Effective Method Swizzling in Swift

Posted by Umberto Raimondi on October 23, 2015 中文版

Update 11/16:This post and the example project have been updated to Swift 3 with the new dispatch_once syntax.

Get the sample project for this article from GitHub or zipped.

Method Swizzling is a well known practice in Objective-C and in other languages that support dynamic method dispatching.

Through swizzling, the implementation of a method can be replaced with a different one at runtime, by changing the mapping between a specific #selector(method) and the function that contains its implementation.

Swizzling diagram

While this seems extremely convenient, this functionality does not come without its drawbacks. Performing this sort of alterations at runtime, you can’t take advantage of all the safety checks that are usually available at compile time. Swizzling is something that should be used with care.

The definitive article on how to swizzle in Objective-C is available on NSHipster (and some additional details are here) and a comprehensive discussion on the perils of using method swizzling can be found on Stackoverflow.

Swift takes a static approach regarding method dispatching, but it’s still possible to perform method swizzling if some conditions are met.

Before giving you some pointers on how to use swizzling with Swift, let me reiterate that this technique should be used sparingly, only when a more “swifty” alternative to solve your problem does not exist and not considered as a real alternative to subclassing or to the use of protocols and extensions.

As described in another article on NSHipster, performing swizzling in Swift with a class from one of the base frameworks (Foundation, UIKit, etc…), except for a few gotchas, is not that different from what you were used to in Objective-C:


extension UIViewController {
    public override static func initialize() {

        // make sure this isn't a subclass
        if self !== UIViewController.self {
            return
        }

        struct Inner {
            static let i: () = {
                let originalSelector = #selector(UIViewController.viewWillAppear(_:))
                let swizzledSelector = #selector(UIViewController.newViewWillAppear(_:))

                let originalMethod = class_getInstanceMethod(UIViewController.self, originalSelector)
                let swizzledMethod = class_getInstanceMethod(UIViewController.self, swizzledSelector)

                let didAddMethod = class_addMethod(UIViewController.self, originalSelector, method_getImplementation(swizzledMethod), method_getTypeEncoding(swizzledMethod))

                if didAddMethod {
                    class_replaceMethod(UIViewController.self, swizzledSelector, method_getImplementation(originalMethod), method_getTypeEncoding(originalMethod))
                } else {
                    method_exchangeImplementations(originalMethod, swizzledMethod);
                }
            }()
        }
        let _ = Inner.i
    }

    // MARK: - Method Swizzling

    func newViewWillAppear(animated: Bool) {
        self.newViewWillAppear(animated)
        if let name = self.descriptiveName {
            print("viewWillAppear: \(name)")
        } else {
            print("viewWillAppear: \(self)")
        }
    }
}

In this example, additional operations needs to be performed for every UIViewController in the application but the original behavior of the viewWillAppear method needs to be preserved, this can be done only through swizzling.

The viewWillAppear method implementation will be replaced with the implementation of a new method named newViewWillAppear in initialize. Note that after the swizzling, what in the code seems to be a recursive call to newViewWillAppear will become a call to the original viewWillAppear method.

The first difference from the recommended Objective-C approach is that the swizzling is not performed in load.

The load method is guaranteed to be called when the definition of a class is loaded and this makes it the right place to perform method swizzling.

REQUIRED TASK
Please continue the article above on method swizzling in Swift, starting right after its last sentence.

LISTING
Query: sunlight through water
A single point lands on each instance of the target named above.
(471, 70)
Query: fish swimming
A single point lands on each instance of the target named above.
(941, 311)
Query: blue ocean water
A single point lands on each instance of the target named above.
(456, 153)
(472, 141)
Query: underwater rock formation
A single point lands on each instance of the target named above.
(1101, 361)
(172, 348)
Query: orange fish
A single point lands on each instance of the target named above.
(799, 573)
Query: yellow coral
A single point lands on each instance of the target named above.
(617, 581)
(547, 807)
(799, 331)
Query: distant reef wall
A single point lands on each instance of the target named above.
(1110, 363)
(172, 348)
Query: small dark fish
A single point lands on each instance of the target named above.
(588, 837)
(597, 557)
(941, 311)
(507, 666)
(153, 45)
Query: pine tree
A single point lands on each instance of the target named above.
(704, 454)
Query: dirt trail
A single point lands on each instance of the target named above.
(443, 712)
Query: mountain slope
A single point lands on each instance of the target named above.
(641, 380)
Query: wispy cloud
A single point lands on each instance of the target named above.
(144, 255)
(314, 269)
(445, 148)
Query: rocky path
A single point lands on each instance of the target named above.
--
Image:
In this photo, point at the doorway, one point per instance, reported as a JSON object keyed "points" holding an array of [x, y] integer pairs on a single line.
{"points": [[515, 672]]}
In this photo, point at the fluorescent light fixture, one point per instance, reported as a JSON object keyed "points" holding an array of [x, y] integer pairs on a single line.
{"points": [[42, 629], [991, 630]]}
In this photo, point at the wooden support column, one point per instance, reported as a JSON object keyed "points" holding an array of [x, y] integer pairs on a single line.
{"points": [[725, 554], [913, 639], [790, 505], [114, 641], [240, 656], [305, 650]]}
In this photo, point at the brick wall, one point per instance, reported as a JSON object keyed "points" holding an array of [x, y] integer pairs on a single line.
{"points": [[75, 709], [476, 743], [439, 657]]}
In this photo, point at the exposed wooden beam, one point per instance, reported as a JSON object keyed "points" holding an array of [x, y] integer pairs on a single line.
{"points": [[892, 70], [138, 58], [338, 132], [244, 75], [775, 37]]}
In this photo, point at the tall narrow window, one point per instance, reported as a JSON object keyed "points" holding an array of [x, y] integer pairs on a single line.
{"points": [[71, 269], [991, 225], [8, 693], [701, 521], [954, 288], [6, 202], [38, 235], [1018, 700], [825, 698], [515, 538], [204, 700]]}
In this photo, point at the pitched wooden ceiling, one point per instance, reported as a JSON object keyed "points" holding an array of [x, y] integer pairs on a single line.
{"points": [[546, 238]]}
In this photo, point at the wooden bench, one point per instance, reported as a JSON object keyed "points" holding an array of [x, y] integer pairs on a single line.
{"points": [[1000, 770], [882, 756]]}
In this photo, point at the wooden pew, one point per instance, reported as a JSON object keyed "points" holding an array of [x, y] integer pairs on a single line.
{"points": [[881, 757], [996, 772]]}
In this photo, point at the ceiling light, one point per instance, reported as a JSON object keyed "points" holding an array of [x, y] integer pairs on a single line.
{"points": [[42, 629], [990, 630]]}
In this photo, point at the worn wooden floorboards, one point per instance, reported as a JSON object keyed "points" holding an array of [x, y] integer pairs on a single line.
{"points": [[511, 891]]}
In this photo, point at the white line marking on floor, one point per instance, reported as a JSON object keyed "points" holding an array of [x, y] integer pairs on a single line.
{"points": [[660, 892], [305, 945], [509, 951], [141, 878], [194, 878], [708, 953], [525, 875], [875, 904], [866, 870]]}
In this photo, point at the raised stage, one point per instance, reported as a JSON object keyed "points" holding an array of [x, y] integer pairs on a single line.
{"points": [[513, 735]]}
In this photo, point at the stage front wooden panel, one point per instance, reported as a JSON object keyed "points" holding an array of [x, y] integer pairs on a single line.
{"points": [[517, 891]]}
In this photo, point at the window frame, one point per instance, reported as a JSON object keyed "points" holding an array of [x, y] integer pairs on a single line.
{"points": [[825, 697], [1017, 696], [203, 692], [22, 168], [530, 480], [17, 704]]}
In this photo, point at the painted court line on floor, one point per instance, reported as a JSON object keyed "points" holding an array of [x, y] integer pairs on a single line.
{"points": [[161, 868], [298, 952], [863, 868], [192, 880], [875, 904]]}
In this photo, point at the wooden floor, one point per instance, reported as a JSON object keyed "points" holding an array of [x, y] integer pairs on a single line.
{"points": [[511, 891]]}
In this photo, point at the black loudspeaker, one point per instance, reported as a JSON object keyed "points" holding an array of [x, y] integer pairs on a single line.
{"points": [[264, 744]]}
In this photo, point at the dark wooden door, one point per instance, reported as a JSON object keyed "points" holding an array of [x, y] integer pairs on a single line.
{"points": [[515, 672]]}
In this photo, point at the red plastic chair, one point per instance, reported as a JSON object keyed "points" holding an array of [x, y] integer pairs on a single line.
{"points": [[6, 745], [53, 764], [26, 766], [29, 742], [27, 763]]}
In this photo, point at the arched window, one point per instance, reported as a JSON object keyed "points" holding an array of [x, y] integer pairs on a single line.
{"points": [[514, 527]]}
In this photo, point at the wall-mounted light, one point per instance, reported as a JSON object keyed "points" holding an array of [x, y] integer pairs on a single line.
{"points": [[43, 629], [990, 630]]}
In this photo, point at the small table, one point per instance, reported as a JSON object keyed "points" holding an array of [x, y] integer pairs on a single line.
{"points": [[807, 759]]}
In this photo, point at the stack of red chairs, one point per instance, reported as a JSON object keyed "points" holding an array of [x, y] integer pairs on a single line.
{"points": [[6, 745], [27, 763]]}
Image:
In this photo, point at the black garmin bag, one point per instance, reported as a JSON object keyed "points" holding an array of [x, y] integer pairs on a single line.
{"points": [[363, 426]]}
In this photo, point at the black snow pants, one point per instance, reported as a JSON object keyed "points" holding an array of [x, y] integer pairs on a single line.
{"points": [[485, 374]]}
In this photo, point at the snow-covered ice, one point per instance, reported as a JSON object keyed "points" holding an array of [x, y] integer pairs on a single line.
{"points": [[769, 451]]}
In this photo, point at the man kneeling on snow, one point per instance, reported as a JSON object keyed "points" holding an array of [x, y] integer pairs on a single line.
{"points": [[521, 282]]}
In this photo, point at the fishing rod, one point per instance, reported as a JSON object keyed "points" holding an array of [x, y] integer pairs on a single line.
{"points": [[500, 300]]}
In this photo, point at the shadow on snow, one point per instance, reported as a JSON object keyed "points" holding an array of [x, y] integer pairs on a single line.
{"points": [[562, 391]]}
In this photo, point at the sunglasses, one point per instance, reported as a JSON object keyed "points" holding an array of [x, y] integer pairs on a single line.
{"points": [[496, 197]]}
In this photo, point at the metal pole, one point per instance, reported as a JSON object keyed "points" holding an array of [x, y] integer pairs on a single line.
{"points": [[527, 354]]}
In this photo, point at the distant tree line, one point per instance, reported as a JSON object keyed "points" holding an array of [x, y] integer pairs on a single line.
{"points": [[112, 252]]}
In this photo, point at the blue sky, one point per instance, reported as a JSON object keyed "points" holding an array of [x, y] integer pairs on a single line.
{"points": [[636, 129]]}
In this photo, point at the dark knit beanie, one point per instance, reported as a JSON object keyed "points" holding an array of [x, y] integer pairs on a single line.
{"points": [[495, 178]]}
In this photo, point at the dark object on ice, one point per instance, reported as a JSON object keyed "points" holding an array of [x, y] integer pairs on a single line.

THE ANSWER
But load is a Objective-C only method and cannot be overridden in Swift, trying to do it anyway will result in a compile time error. The next best place to perform the swizzling is in initialize, a method called right before the first method of your class is invoked.

Enclosing all the operations that modify the methods in the lazy initialization block of a computed global constant ensures that the procedure will be performed only once (since initialization of these variables or constants uses dispatch_once behind the scenes).

And that’s what you need to know for classes from base frameworks or for bridged Objective-C classes. When instead, you plan to use pure Swift classes there are a few additional things you should keep in mind to be able to perform method swizzling correctly.

Method Swizzling with Swift classes

To use method swizzling with your Swift classes there are two requirements that you must comply with:

  • The class containing the methods to be swizzled must extend NSObject
  • The methods you want to swizzle must have the dynamic attribute

More information about why this is necessary can be found in Apple’s “Using Swift with Cocoa and Objective-C”:

Requiring Dynamic Dispatch

While the @objc attribute exposes your Swift API to the Objective-C runtime, it does not guarantee dynamic dispatch of a property, method, subscript, or initializer. The Swift compiler may still devirtualize or inline member access to optimize the performance of your code, bypassing the Objective-C runtime. When you mark a member declaration with the dynamic modifier, access to that member is always dynamically dispatched. Because declarations marked with the dynamic modifier are dispatched using the Objective-C runtime, they’re implicitly marked with the @objc attribute.

Requiring dynamic dispatch is rarely necessary. However, you must use the dynamic modifier when you know that the implementation of an API is replaced at runtime. For example, you can use the method_exchangeImplementations function in the Objective-C runtime to swap out the implementation of a method while an app is running. If the Swift compiler inlined the implementation of the method or devirtualized access to it, the new implementation would not be used.

This also means that you can’t perform swizzling if the method that you want to replace has not been declared as dynamic.

Let’s see how this translates to code:


class TestSwizzling : NSObject {
    dynamic func methodOne()->Int{
        return 1
    }
}


extension TestSwizzling {
    
    //In Objective-C you'd perform the swizzling in load() , but this method is not permitted in Swift
    override class func initialize()
    {
        // Perform this one time only
        struct Inner {
            static let i: () = {
                let originalSelector = #selector(TestSwizzling.methodOne)
                let swizzledSelector = #selector(TestSwizzling.methodTwo)
                
                let originalMethod = class_getInstanceMethod(TestSwizzling.self, originalSelector)
                let swizzledMethod = class_getInstanceMethod(RestSwizzling.self, swizzledSelector)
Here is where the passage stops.